-- Task requirements --
Below is a listing to transcribe in full and exactly; keep the pictures out.

-- Records for this task --
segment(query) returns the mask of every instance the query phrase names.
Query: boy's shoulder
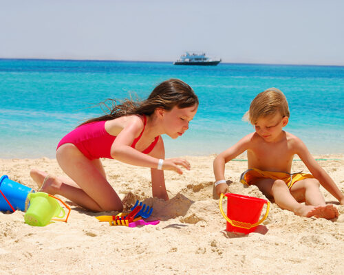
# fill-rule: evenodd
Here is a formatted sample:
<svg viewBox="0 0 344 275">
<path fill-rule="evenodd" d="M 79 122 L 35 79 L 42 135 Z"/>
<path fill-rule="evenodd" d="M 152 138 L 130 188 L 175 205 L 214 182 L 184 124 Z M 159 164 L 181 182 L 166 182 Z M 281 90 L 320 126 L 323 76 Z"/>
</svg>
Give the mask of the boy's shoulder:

-- The result --
segment(query) returns the mask of every instance the query phrase names.
Query: boy's shoulder
# fill-rule: evenodd
Here is a formatted sample:
<svg viewBox="0 0 344 275">
<path fill-rule="evenodd" d="M 79 122 L 35 79 L 42 135 Z"/>
<path fill-rule="evenodd" d="M 152 138 L 130 188 L 175 205 L 214 182 L 184 124 Z M 159 164 L 181 182 L 166 182 Z M 281 90 L 320 126 L 323 76 Z"/>
</svg>
Give the mask of the boy's shoulder:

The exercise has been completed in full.